/---

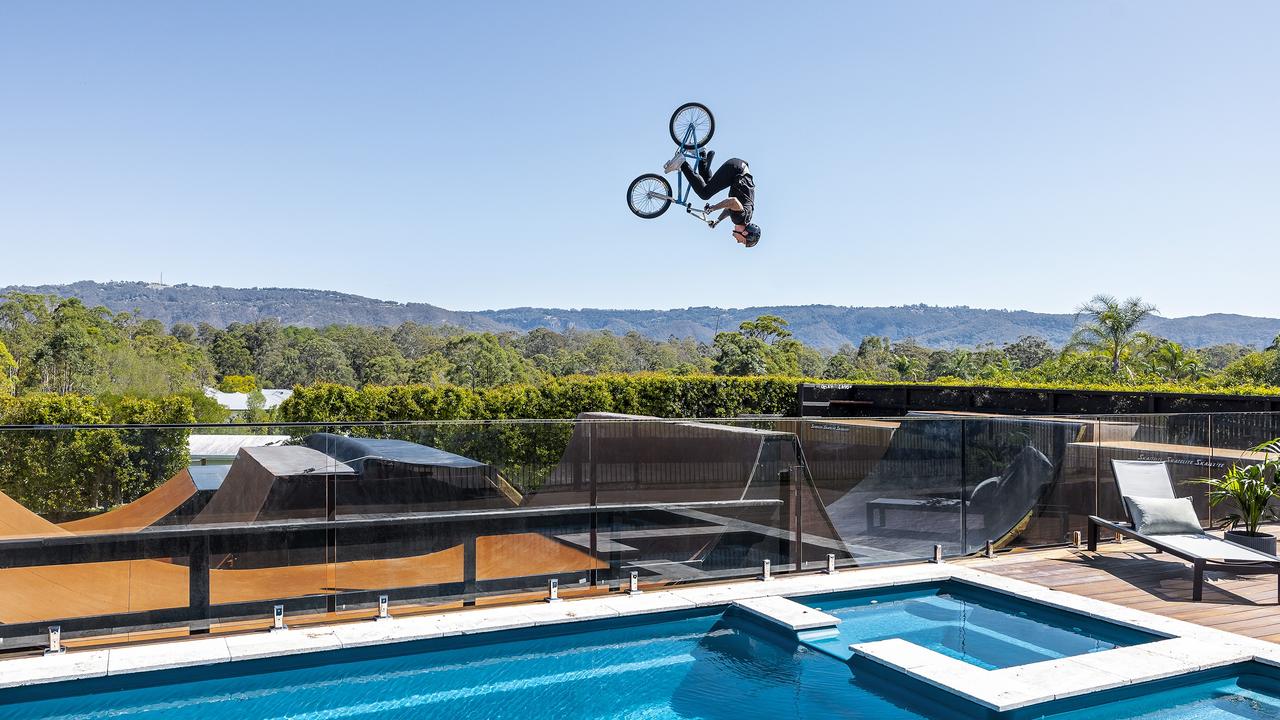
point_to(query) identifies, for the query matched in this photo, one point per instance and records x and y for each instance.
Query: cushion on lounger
(1162, 515)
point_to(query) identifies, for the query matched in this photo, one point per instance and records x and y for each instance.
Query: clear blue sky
(476, 155)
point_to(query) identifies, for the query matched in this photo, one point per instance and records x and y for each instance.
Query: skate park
(671, 501)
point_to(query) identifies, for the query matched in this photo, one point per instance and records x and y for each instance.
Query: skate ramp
(396, 475)
(174, 502)
(959, 483)
(275, 483)
(634, 460)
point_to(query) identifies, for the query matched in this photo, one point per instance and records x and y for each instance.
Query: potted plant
(1251, 487)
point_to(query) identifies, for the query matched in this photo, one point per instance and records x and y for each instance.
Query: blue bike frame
(690, 153)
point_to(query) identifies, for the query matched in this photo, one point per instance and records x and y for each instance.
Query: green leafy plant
(1251, 487)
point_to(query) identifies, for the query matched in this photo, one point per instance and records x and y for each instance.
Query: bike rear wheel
(649, 195)
(691, 121)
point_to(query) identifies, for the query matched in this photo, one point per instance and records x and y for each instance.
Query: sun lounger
(1143, 478)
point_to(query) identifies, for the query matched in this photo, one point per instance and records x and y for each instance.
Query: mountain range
(819, 326)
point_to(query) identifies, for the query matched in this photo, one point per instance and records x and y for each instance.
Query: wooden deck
(1134, 575)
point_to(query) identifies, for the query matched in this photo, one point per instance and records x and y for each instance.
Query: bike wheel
(693, 117)
(649, 196)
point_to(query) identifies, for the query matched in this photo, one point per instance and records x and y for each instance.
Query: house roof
(227, 446)
(238, 401)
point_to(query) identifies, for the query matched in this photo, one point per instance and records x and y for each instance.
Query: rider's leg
(707, 188)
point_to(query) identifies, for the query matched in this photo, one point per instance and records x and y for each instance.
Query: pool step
(786, 614)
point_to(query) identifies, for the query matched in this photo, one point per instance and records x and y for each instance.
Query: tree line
(62, 346)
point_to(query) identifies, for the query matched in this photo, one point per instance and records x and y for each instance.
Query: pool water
(693, 665)
(693, 668)
(1237, 693)
(979, 627)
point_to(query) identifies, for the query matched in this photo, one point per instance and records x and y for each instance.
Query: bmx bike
(649, 195)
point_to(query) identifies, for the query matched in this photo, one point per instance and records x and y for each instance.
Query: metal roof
(227, 446)
(208, 477)
(238, 401)
(350, 449)
(292, 460)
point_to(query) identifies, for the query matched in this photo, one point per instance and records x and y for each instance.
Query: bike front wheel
(691, 124)
(649, 196)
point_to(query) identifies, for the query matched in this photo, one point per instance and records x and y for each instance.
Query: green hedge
(664, 396)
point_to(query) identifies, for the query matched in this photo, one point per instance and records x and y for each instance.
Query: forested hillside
(823, 327)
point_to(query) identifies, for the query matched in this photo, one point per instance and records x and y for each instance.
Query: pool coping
(1187, 648)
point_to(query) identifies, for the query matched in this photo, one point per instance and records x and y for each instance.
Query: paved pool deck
(1187, 646)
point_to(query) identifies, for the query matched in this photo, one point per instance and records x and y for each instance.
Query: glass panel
(684, 501)
(1028, 481)
(890, 490)
(325, 518)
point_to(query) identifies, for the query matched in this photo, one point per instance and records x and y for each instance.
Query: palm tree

\---

Requirement
Which lines in the rows above contain the word "green"? List each of them in full.

Solved exercise
Query: green leafy plant
Query: green hedge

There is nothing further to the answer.